= QUOTED PASSAGE =
The BGPD arrested a third teenage boy Monday in connection with Emberton’s death, Woods said. The three boys, who are 15, 16 and 17, are charged with murder by complicity. Their names have not been released because they are juveniles.

Emberton had severe injuries to his head, said Green of Bowling Green. He did not have injuries to any other part of his body. A doctor showed Green a scan of her father’s brain, telling her that the injuries were so severe that his brain was pushed to one side of his skull. He would never regain consciousness, she said. Emberton suffered eight fractures to one side of his face.

“It was the hardest decision I have ever made in my entire life,” she said about removing her father from life support.

Doctors urged her to make the decision the night he was brought in to the hospital. But she waited another day hoping for different news about his condition.

“I wanted so bad for him to open his eyes and talk to me because I just wanted more time with my dad,” she said as she cried. “It’s just not fair.”

= DATASET EXTRACT =
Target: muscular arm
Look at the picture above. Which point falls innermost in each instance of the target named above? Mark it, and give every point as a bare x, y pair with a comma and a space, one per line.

= PROBLEM SET =
**1)** In the news excerpt, what charge do the three boys face?
**2)** Why did Green wait another day before removing her father from life support, according to the news excerpt?
**3)** Write out the portion of the news excerpt between "The BGPD arrested" and "they are juveniles.", inclusive.

= SOLUTIONS PER TASK =
**1)** Murder by complicity.

**2)** Doctors urged her to decide on the night he was brought to the hospital, but she waited another day because she hoped for different news about his condition. She wanted him to open his eyes and talk to her because she wanted more time with her dad.

**3)**
The BGPD arrested a third teenage boy Monday in connection with Emberton’s death, Woods said. The three boys, who are 15, 16 and 17, are charged with murder by complicity. Their names have not been released because they are juveniles.